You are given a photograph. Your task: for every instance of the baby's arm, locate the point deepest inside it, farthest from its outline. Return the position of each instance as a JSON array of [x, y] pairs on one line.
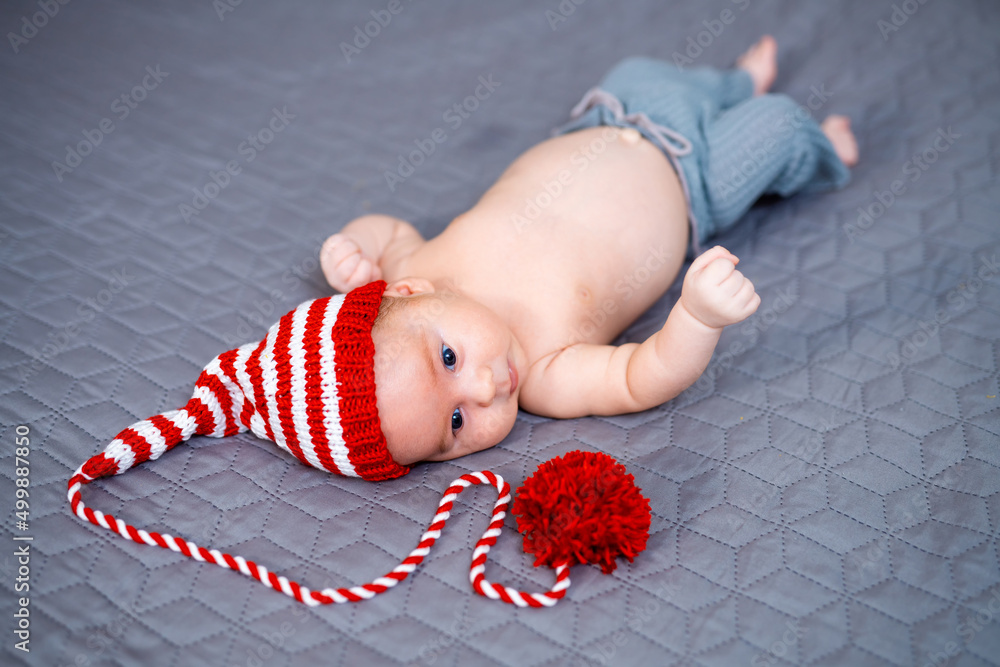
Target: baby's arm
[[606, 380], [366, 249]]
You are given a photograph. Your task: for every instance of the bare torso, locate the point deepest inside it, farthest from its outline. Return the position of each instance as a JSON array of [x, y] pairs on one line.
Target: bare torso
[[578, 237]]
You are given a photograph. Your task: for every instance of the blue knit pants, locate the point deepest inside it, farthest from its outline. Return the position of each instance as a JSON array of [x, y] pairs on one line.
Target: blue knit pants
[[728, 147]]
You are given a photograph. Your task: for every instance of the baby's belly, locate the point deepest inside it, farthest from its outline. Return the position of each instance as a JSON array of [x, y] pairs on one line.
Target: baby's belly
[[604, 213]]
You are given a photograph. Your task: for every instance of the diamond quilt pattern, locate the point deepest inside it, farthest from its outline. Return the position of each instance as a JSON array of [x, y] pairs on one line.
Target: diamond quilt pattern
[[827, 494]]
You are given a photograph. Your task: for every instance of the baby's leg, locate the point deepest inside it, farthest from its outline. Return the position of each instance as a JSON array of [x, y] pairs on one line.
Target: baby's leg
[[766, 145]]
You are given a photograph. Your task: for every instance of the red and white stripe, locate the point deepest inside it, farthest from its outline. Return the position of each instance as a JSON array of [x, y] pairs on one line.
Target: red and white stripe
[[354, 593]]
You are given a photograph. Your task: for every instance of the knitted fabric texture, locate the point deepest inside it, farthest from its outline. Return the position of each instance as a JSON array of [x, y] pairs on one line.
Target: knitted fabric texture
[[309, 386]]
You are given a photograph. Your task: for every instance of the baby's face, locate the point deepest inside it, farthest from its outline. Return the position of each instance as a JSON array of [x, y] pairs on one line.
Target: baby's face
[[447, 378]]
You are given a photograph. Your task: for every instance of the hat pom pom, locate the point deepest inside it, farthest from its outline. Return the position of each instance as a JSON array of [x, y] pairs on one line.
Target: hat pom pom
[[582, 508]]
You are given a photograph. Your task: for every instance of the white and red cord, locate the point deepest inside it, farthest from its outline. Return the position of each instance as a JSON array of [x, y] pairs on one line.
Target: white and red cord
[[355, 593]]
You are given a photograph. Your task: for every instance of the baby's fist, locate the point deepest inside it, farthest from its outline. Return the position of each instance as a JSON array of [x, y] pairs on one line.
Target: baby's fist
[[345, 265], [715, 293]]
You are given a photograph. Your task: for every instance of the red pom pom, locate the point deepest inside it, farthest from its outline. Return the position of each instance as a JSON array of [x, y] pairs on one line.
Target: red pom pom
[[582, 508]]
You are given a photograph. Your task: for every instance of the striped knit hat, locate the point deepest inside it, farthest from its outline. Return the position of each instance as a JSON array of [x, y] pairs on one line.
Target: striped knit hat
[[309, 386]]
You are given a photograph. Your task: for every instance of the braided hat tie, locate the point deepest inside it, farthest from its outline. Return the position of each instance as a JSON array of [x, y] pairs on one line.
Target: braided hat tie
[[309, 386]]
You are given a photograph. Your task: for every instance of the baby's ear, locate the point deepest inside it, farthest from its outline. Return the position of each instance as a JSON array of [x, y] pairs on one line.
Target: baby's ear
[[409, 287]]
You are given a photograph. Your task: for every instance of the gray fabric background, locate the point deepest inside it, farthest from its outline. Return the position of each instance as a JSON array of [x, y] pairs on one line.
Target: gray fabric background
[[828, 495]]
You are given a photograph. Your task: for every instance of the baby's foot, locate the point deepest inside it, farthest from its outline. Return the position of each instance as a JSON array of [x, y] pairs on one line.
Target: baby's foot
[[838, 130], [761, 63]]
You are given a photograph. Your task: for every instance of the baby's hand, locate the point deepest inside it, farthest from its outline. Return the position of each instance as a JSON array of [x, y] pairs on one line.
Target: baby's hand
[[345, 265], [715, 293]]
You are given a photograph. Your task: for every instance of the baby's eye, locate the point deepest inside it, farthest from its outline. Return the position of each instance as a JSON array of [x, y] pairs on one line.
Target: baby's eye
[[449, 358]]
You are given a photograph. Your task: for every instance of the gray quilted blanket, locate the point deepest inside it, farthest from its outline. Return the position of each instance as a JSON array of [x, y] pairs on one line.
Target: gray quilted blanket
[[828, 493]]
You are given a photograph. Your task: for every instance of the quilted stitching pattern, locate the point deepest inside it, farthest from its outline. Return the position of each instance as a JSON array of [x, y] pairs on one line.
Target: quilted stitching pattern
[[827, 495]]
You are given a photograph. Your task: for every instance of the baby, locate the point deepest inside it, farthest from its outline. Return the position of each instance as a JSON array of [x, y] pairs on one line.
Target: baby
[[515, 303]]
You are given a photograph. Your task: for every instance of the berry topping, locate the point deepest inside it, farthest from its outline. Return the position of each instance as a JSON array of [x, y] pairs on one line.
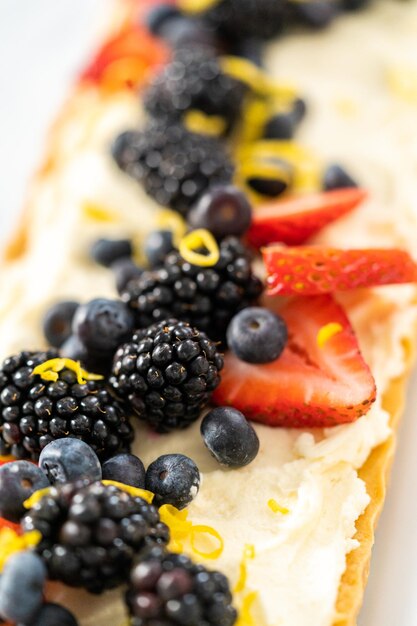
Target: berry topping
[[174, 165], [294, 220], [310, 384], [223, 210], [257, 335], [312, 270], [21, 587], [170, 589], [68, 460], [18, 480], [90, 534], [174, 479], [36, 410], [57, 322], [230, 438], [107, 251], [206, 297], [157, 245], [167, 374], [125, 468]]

• _Problem to solve_: Copy the records above exactly, omitting every picture.

• _The output_:
You are given a photograph. Your task: for every instance of the baby's arm, locate the point deepest inside it, farthest from its outline. Return the position of each instance as a JSON array of [x, y] pairs on one line.
Target: baby's arm
[[606, 380], [366, 249]]
You are given a photograph. Your task: for every instance of the bare torso, locate the point deepest inside it, farthest from its outline. Return the position of each instance as a JSON array of [x, y] pairs on one line.
Target: bare torso
[[578, 237]]
You are given a photograph. Your task: for every instance of the blue knit pants, locate the point deepest inside it, farthest from its outline. Return the position of each instance as a JSON array of [x, y] pairs on one line.
Target: blue knit pants
[[728, 147]]
You are given a photograph. Your task: for every instance of the baby's belly, locate the point deepest inside it, farthest from its outline. Return the position of each instance as a JSON array of [x, y] pairs on one line.
Target: baby's belly
[[604, 213]]
You are given a photograph. Your task: for every instance of the diamond quilt pattern, locate the point deepest inside it, farthest from its outline. Return the position of each instance as a JSON array of [x, y] pairs on one line.
Target: diamond quilt pattern
[[827, 494]]
You are given a photograph. Your task: for every instance of the baby's leg, locate the point deepest inside it, farthest from its outline. Return the position of each instance as a JSON array of [x, y] pairs on one line.
Target: baby's leg
[[766, 145]]
You are given a photograph. Your task: for every instance of the red and white stripe, locate the point deepest inside it, farthest from its outline. Return the position of each instance as a JSON array of [x, y] pairs on one line.
Target: red and white stripe
[[354, 593]]
You are given a photograph. Your task: for every instance of the knitted fabric texture, locate the point deepest inside it, farthest from its outline. Return the position of each instance as a JSON array of [x, y] pairs on one line.
Target: knitted fabric texture
[[309, 386]]
You are given a photograph. Your task: for every instance of the baby's face, locate the point deepest inside it, farthest from its outline. Return the position of each instance as a JSON array of [x, y] pairs on one line.
Target: baby's face
[[447, 378]]
You are given a photograph. Your task: for every instance of the hat pom pom, locate the point deepest inside it, farthest from its outline. Return the position of each instance as a JSON array of [x, y] pairs on one line.
Target: hat pom pom
[[582, 508]]
You are given a photograph. Your task: for every instance of the white and red cord, locate the point deepest inside it, farthest from its outline. Return the position of each instance as a JSON array of [x, y] pairs on one line.
Target: white and red cord
[[355, 593]]
You are given a photograph. Your task: for every instance of the baby's fist, locate the point deepest inside it, farthest from its outline. Return the position of each instance as a JSON array of [x, y] pairs on one line.
Target: baby's fist
[[345, 265], [715, 293]]
You are given a photograph. Your task: for every instance of the red pom pom, locate the point deepest inside it, farthest from its outline. Return the position of each instance as a JSON array of [x, y] pairs on one line.
Target: red pom pom
[[582, 508]]
You are given a photograph. Your task: for every instance of the striped knit hat, locate the point deepest inside it, farthest from its outline. Return the position of each instance as a JSON array of [x, y] pairs on one line.
Target: striped knit hat
[[309, 386]]
You are given a photograph. Your task: for every instance of the braided hat tie, locate the point deepest inside it, farthest from its outline. Return the position of each instance as a JSON array of [x, y] pairs on one line.
Target: braided hat tie
[[309, 386]]
You are given a photograph. Your task: for every instance of the baby's ear, locate the point deepest inside it, farthest from its outline. Return the position of each instance as a JSON array of [x, y] pairs on one line.
Target: baby's ear
[[409, 287]]
You are given a photograph. Your task: for every instance of the gray fabric background, locate the point deepest inside it, farthest from its outline. Return the position of each instance as a JSON array of [x, y] pairs on one line.
Target: gray fabric background
[[828, 495]]
You are given a photograph. Your task: for every instance of the baby's foot, locate the point deepest inside it, farthest from its outline. Return the position of each instance as a JSON array of [x, y] pairs on one line.
Target: baby's foot
[[838, 130], [761, 63]]
You are given a photograph. Your task: for every instance of the baby's hand, locate the point deepest inside it, farthest from its outline. Return the position of each instance as a JSON array of [x, y] pairs on one line.
Target: baby's hand
[[345, 265], [715, 293]]
You are given a photograph. Your task: for every instance of the baby's eye, locate the point deepest inside it, farthest from its outline. Return the position of each instance as a JSON array of [x, y] pairs on one line.
Target: baby's eye
[[449, 358]]
You are given a photograph. Your task: for every instance of the gray quilted blanket, locate the point deepest inside it, farthest from its outline. Return the position of each instance as a JSON array of [x, y] pairs on one line.
Target: gray quilted blanket
[[828, 493]]
You are given a photograph. Your task: for every instance of the quilted stitching pattern, locate the point deepest inside it, farthest from its outline. Return the position of each instance as a JSON array of [x, y] pairs on one line.
Target: quilted stitching pattern
[[827, 495]]
You are given a photograph. Your task: for every instance of the baby, locate the point deepest inside it, farthest from its outline. Return the position of each instance as a JSON array of [x, y] pairs on one line.
Target: baby
[[515, 303]]
You are given a photograph. Your task: for every instance of the berry topping, locate the point deepest inside it, farthest from its outline. Return the position of each instance as a JSON array of [x, y] pairs on one line.
Target: berry topping
[[174, 165], [294, 220], [310, 384], [223, 210], [257, 335], [312, 270], [21, 587], [170, 589], [68, 460], [18, 480], [90, 534], [174, 479], [36, 410], [57, 322], [230, 438], [107, 251], [206, 297], [157, 245], [167, 374], [125, 468]]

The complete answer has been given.